* [SET PROBLEM 1]:
Please answer these questions about the trigonometry text below:
(a) What value had previously been calculated for the hypotenuse?
(b) Which trigonometric function is used to find side B in the example with the 60 degree angle?
(c) In the example with the 23 degree angle, what is the length of side A?
* [SET PROBLEM 2]:
How many lines of the entries below contain the string "scrub"? Reply with the number alone.

We are off by just a little as we had previously calculated that the hypotenuse was 14. This slight difference is due to rounding during our calculations. In the end of the day we used all three trigonometry formulas (or trigonometric functions) to solve for the sides of the triangle.

At this point we’ll do a couple more examples before letting you tackle a few on your own.

Example

A right triangle with a 60 degree angle with opposite side A, adjacent side B, and hypotenuse C.

 

Find the length of side B given that side A is 14 and the identified angle is 60 degrees.

 

Step 1: Figure out which of the three trigonometry formulas you will be using.

In this case side A is the opposite side and side B is the adjacent side. We also know that the identified angle is 60 degrees. We will use tangent as we know the opposite side and need to find the adjacent side.

[latex]\text{Tangent } \theta = \dfrac{\text{opposite}}{\text{adjacent}}[/latex]

Step 2: Rework the formula to solve for the adjacent side.

[latex]\text{Tangent } \theta = \dfrac{\text{opposite}}{\text{adjacent}}[/latex]

[latex]\text{adjacent} = \dfrac{\text{opposite}}{\text{tangent }\theta}[/latex]

Step 3: Plug in the numbers and solve.

[latex]\begin{array}{c} \text{adjacent} &= \dfrac{14}{\text{tangent } 60} \\ \text{adjacent} &= \dfrac{14}{1.73} \\ \text{adjacent} &= 8.09 \end{array}[/latex]

Example

A right triangle with a 23 degree angle with adjacent side A, opposite side B, and hypotenuse C.

Solve for side C if side A is 17 and the identified angle is 23 degrees.

 

Step 1: Figure out which of the three trigonometry formulas you’ll be using.

(Image object location entries)
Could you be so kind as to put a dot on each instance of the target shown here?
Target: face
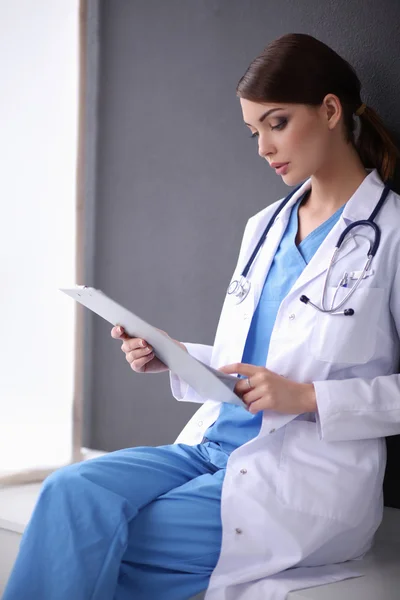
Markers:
(305, 137)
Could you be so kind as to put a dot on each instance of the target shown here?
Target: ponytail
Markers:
(374, 143)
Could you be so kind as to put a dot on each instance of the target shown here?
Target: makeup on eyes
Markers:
(281, 125)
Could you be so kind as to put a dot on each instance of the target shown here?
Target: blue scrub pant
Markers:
(137, 524)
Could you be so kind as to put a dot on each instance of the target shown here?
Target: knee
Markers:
(63, 478)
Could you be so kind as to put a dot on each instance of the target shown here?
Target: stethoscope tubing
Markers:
(242, 286)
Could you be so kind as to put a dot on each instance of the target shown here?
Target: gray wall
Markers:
(177, 175)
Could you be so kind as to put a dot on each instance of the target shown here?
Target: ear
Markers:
(332, 109)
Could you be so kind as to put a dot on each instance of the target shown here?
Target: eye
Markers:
(280, 125)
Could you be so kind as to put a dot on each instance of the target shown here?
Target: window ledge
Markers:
(18, 501)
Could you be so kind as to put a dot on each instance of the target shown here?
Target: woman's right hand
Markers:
(139, 353)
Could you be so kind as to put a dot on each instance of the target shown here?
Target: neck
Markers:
(336, 181)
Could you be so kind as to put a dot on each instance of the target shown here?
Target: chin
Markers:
(293, 179)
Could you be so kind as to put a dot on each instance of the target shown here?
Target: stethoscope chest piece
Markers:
(239, 289)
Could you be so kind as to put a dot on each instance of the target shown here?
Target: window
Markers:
(39, 58)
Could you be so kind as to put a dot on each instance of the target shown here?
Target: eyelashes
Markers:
(279, 127)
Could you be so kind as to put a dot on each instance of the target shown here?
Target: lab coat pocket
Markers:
(332, 480)
(348, 339)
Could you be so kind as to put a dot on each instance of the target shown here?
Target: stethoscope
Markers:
(239, 288)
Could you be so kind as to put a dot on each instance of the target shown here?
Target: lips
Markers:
(283, 169)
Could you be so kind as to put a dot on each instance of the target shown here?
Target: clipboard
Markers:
(206, 381)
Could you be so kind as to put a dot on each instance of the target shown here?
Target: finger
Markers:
(241, 369)
(251, 396)
(140, 363)
(136, 354)
(134, 344)
(118, 332)
(255, 407)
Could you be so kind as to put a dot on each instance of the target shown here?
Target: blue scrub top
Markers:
(236, 426)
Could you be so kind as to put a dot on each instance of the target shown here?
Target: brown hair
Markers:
(298, 68)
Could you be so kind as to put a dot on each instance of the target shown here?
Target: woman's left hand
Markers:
(265, 390)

* [WRITTEN SOLUTION 1]:
(a) 14
(b) Tangent
(c) 17

* [WRITTEN SOLUTION 2]:
2